### Teks yang Diberikan
Golput Antarkan Pembohong Jadi Pemenang

Reformasi membawa angin segar perubahan bagi Indonesia. Terutama perubahan dalam sistem politik. Dimana pemilu yang demokratis memberikan harapan baru untuk bangkit dari keterpurukan. Antusiasme yang tinggi pada Pemilu 1999 membuat partisipasi pemilih mencapai 92,99%.

Meski masih harus tertatih-tatih untuk bangkit, Pemilu 1999 setidaknya melahirkan lembaga wakil rakyat yang berani mengkritik dan melawan kekuasaan. Tidak sekadar sebagai penyetempel kebijakan seperti sebelumnya. Sejak itu pula banyak lembaga independen terbentuk dari buah tangan mereka yang salah satunya Komisi Pemberantasan Korupsi (KPK).
Namun partisipasi mulai menurun pada Pemilu 2004 yaitu 84,07%. Sejak itu mulai bermunculan kembali gerakan-gerakan golput menolak pemilu. Mahkamah Konstitusi (MK) pun membuat kejutan baru jelang Pemilu 2009 yaitu dengan mengubah sistem pemilu menjadi proporsional terbuka dimana nomor urut tidak lagi menentukan keterpilihan. Dengan harapan para pemilih sebagai kekuatan sosial politik yang tak lagi percaya pada partai politik (parpol) dapat memilih berdasarkan calon legislatif (caleg) yang dipercaya amanah.  Sayang keputusan tersebut ditetapkan di akhir waktu, sehingga banyak caleg berkualitas tak terpantau dengan baik.

### Tindakan yang Diperlukan
(a) Menurut teks tentang golput dan pemilu di atas, mengapa banyak caleg berkualitas tidak terpantau dengan baik menjelang Pemilu 2009? Jawablah dalam satu sampai tiga kalimat.
(b) Lanjutkan teks tentang golput dan pemilu di atas, dimulai setelah kalimat terakhirnya.

### Bagian Data
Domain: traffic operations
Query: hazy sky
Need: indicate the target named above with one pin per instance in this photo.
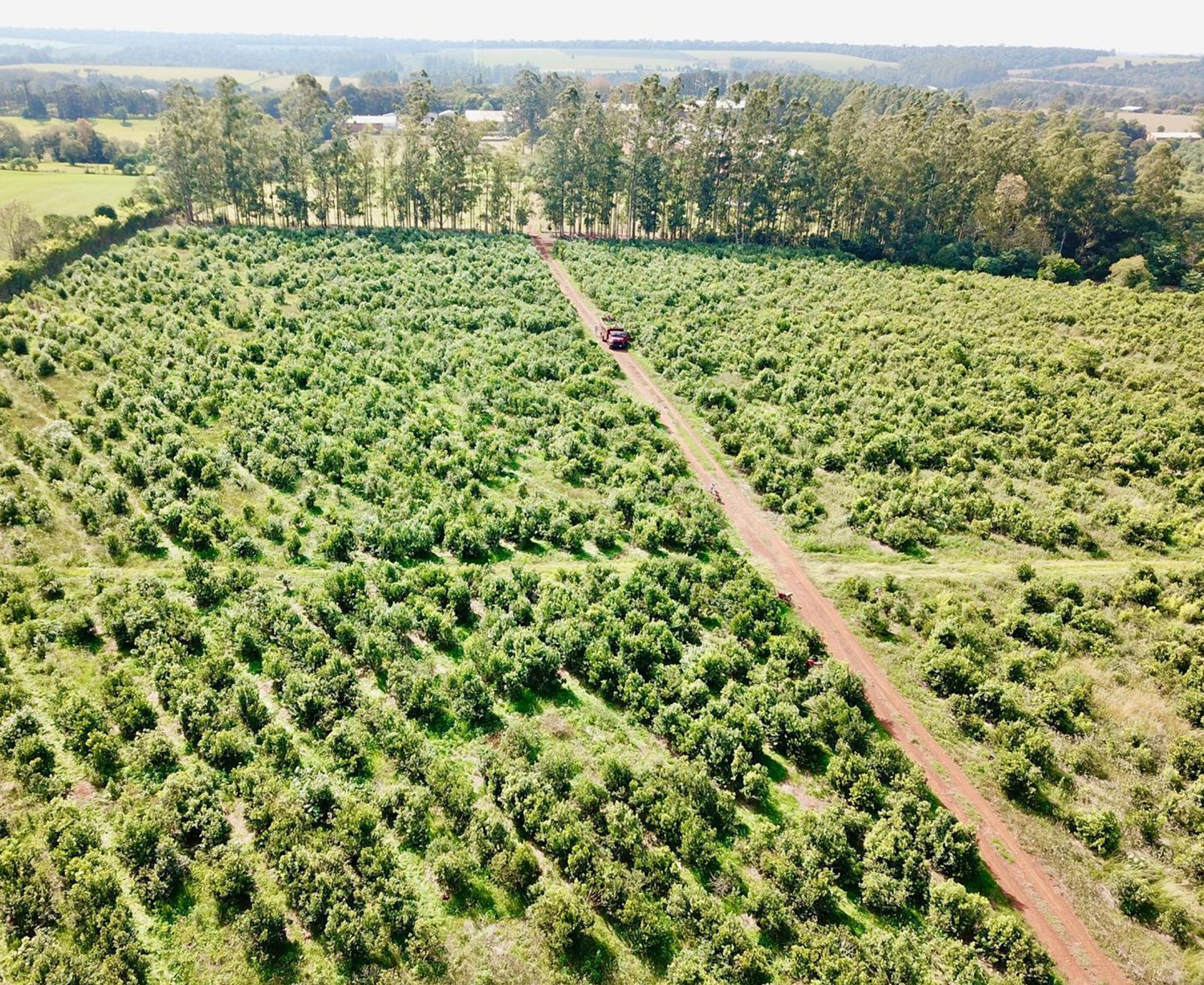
(1172, 26)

### Hasil Berurutan
(a) Banyak caleg berkualitas tidak terpantau dengan baik karena keputusan MK mengubah sistem pemilu menjadi proporsional terbuka ditetapkan di akhir waktu menjelang Pemilu 2009. Akibatnya, pemilih tidak punya cukup waktu untuk mengenali calon legislatif yang dapat dipercaya.

(b)
Hasilnya, Pemilu 2009 dimenangkan oleh golput yaitu 29,01%. Karena Demokrat sebagai parpol pemenang saat itu hanya memperoleh 26,79% suara. Jadilah pemilu ketika itu sebagai pemegang rekor partisipasi terendah sepanjang sejarah, yaitu hanya 70,99% atau 121.588.366 pemilih dari 171.265.441 jiwa yang terdaftar.

Apa yang dihasilkan dari kemenangan golput ketika itu? Mari kita lihat bersama-sama kinerja para anggota dewan sang pemegang mandat rakyat yang dibayar mahal untuk duduk di legislatif.

Berdasarkan hasil survei Indonesia Network Election Survey (INES) pada 2013, tingkat kepercayaan publik pada wakil rakyatnya di DPR sangat rendah. Sebanyak 89,3% anggota dewan dianggap tidak jujur, 87,3% wakil rakyat yang terpilih dalam Pemilu 2009 terlibat korupsi, kolusi dan nepotisme (KKN). Lalu 78,6% dianggap malas bersidang dan 34,5% tidak memberikan manfaat. Data yang dirilis INES pada September 2013 itu cukup mencengangkan dan mendapat penolakan dari sejumlah anggota dewan. Namun masyarakat tentu punya penilaian tersendiri untuk membenarkannya.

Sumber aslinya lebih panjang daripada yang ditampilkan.